EXTRACT PROVIDED
▽
Laclede Gas provides administrative and general support to affiliates. All such costs, which are not material, are billed to the appropriate affiliates. Also, Laclede Group may charge or reimburse Laclede Gas for certain tax-related amounts. Unpaid balances relating to these activities are reflected in the Laclede Gas Balance Sheets as Accounts receivable-Associated companies or as Accounts payable-associated companies. Additionally, Laclede Gas may borrow funds from Laclede Group. Unpaid balances relating to this arrangement, if any, are reflected in Notes payable-associated companies. Laclede Gas had outstanding borrowings from Laclede Group under a revolving credit note of $37.1 million and $52.9 million, at September 30, 2012 and 2011, respectively. The interest rate on these borrowings was 0.2% and 0.3% at September 30, 2012 and 2011, respectively. Advances under this note are due and payable on demand.
NATURE OF OPERATIONS
NATURE OF OPERATIONS - Laclede Gas is a public utility engaged in the retail distribution of natural gas. Laclede Gas serves an area in eastern Missouri, with a population of approximately 2.2 million, including the City of St. Louis and parts of ten counties in eastern Missouri. As an adjunct to its gas distribution business, Laclede Gas operates an underground natural gas storage field. The non-regulated activities of Laclede Gas are described in Note 11, Information by Operating Segment, and are included in the Non-Regulated Other column.
USE OF ESTIMATES
USE OF ESTIMATES - The preparation of financial statements in conformity with accounting principles generally accepted in the United States of America requires management to make estimates and assumptions that affect the reported amounts of assets and liabilities and disclosure of contingent assets and liabilities at the date of the financial statements and the reported amounts of revenues and expenses during the reporting periods. Actual results could differ from those estimates.
SYSTEM OF ACCOUNTS
SYSTEM OF ACCOUNTS - The accounts of Laclede Gas are maintained in accordance with the Uniform System of Accounts prescribed by the Missouri Public Service Commission (MoPSC or Commission), which system substantially conforms to that prescribed by the Federal Energy Regulatory Commission (FERC).
△
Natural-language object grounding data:
▽
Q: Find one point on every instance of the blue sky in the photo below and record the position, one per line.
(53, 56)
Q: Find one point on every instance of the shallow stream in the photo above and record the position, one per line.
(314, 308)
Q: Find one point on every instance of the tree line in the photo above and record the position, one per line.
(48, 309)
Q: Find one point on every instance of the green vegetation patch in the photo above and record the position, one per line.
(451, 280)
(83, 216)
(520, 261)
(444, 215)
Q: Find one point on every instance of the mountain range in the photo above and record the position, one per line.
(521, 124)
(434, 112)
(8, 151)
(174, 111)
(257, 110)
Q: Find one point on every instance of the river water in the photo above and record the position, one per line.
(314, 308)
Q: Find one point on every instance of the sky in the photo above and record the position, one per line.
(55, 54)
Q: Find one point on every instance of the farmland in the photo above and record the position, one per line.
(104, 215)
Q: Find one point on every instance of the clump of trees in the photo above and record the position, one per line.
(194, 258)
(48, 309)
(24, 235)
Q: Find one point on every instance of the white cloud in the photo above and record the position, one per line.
△
▽
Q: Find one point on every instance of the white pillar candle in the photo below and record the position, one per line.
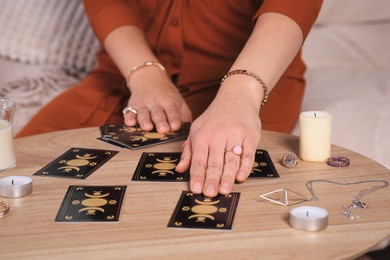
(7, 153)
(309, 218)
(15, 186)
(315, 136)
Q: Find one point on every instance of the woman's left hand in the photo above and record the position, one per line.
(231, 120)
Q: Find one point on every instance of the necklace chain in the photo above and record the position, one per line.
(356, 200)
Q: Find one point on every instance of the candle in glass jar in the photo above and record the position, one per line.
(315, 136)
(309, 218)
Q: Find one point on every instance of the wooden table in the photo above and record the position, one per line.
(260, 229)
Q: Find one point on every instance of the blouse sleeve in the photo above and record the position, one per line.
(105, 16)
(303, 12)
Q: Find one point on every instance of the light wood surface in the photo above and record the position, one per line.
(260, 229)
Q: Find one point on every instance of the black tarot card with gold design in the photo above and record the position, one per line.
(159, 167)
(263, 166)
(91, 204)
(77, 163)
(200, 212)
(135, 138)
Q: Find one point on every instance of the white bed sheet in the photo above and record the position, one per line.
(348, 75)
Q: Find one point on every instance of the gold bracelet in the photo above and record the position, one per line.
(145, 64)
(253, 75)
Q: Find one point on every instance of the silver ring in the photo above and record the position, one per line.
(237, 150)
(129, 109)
△
EXERCISE SET
(1) In the Laclede Gas extract, what was the interest rate on borrowings from Laclede Group at September 30, 2012?
(2) Using the Laclede Gas extract, explain why management must make estimates and assumptions when preparing the financial statements.
(3) Write the next part of the Laclede Gas accounting extract, starting after its final sentence.

EXPECTED OUTPUTS
(1) 0.2%

(2) Preparing financial statements in conformity with accounting principles generally accepted in the United States of America requires it. These estimates and assumptions affect the reported amounts of assets, liabilities, revenues and expenses and the disclosure of contingent assets and liabilities, and actual results could differ from them.

(3)
UTILITY PLANT, DEPRECIATION AND AMORTIZATION
UTILITY PLANT, DEPRECIATION AND AMORTIZATION - Utility plant is stated at original cost. The cost of additions to utility plant includes contracted work, direct labor and materials, allocable overheads, and an allowance for funds used during construction. The costs of units of property retired, replaced, or renewed are removed from utility plant and are charged to accumulated depreciation. Maintenance and repairs of property and replacement and renewal of items determined to be less than units of property are charged to maintenance expenses.
Utility plant is depreciated on a straight-line basis at rates based on estimated service lives of the various classes of property. In fiscal years 2012, 2011, and 2010, annual depreciation and amortization expense averaged 3.1% of the original cost of depreciable and amortizable property.
The Utility’s capital expenditures were $106.7 million, $67.3 million, and $56.2 million for fiscal years 2012, 2011, and 2010, respectively. Additionally, the Utility had recorded accruals for capital expenditures totaling $9.7 million at September 30, 2012, $8.2 million at September 30, 2011, and $2.2 million at September 30, 2010. Accrued capital expenditures are excluded from the Statements of Cash Flows.

ASSET RETIREMENT OBLIGATIONS
ASSET RETIREMENT OBLIGATIONS - Laclede Gas records legal obligations associated with the retirement of long-lived assets in the period in which the obligations are incurred, if sufficient information exists to reasonably estimate the fair value of the obligations. Obligations are recorded as both a cost of the related long-lived asset and as a corresponding liability. Subsequently, the asset retirement costs are depreciated over the life of the asset and the asset retirement obligations are accreted to the expected settlement amounts. The Utility has recorded asset retirement obligations associated with certain safety requirements to purge and seal gas distribution mains upon retirement, the plugging and abandonment of storage wells and other storage facilities, specific service line obligations, and certain removal and disposal obligations related to components of Laclede Gas’ distribution system and general plant. As authorized by the MoPSC, Laclede Gas accrues future asset removal costs associated with its property, plant and equipment even if a legal obligation does not exist. Such accruals are provided for through depreciation expense and are recorded with corresponding credits to regulatory liabilities. When Laclede Gas retires depreciable utility plant and equipment, it charges the associated original costs to accumulated depreciation and amortization, and any related removal costs incurred are charged to regulatory liabilities. The difference between removal costs recognized in depreciation rates and the accretion expense and depreciation expense recognized for financial reporting purposes is a timing difference between recovery of these costs in rates and their recognition for financial reporting purposes. Accordingly, these differences are deferred as regulatory liabilities. In the rate setting process, the regulatory liability is deducted from the rate base upon which the Utility has the opportunity to earn its allowed rate of return.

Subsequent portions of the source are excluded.